> **MATERIAL FOR THIS TASK**:
....................

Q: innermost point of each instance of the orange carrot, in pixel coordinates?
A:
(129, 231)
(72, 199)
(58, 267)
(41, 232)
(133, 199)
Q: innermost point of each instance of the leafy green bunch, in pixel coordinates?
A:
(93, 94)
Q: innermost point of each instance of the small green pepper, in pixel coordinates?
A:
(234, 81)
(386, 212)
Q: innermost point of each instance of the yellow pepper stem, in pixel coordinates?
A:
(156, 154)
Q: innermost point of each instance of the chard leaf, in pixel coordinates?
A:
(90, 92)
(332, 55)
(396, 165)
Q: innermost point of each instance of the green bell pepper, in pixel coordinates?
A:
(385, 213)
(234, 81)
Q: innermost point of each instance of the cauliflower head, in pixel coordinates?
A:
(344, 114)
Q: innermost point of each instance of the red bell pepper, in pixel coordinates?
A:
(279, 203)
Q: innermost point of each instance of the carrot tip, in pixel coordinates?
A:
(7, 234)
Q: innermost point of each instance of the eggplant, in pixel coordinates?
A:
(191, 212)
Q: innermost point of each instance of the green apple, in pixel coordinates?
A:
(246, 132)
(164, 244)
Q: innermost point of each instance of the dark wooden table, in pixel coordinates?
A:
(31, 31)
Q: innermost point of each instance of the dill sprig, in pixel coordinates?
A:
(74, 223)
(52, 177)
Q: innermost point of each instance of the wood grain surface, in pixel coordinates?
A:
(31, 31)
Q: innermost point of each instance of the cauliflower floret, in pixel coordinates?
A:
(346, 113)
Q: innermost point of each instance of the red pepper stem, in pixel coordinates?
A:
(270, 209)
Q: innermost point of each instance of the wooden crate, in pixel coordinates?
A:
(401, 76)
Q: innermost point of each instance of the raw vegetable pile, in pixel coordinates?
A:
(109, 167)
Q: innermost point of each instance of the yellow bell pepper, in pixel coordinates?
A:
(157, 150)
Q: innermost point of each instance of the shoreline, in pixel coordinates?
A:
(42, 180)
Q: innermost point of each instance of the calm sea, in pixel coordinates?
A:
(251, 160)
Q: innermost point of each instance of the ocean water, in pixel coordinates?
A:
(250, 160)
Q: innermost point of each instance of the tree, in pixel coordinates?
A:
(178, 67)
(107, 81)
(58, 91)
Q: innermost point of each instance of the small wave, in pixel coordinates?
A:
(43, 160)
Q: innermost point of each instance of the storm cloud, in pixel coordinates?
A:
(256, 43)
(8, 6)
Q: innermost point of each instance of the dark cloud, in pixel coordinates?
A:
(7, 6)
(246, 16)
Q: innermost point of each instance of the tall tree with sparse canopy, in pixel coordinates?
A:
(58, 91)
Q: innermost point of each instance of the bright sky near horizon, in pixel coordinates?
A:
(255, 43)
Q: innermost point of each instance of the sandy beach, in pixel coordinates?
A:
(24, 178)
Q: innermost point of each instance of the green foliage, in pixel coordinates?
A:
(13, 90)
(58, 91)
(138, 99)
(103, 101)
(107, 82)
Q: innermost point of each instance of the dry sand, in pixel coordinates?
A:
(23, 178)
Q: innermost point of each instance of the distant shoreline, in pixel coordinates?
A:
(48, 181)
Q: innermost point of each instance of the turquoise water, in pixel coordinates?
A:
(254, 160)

....................

> **WHAT YOU HAVE TO DO**:
Reproduce every line in the data that has the word "cloud" in it.

> **TASK OUTPUT**:
Q: innermost point of each instance of the storm cloud, in pixel coordinates?
Q: innermost point of each instance of the dark cloud, in pixel coordinates?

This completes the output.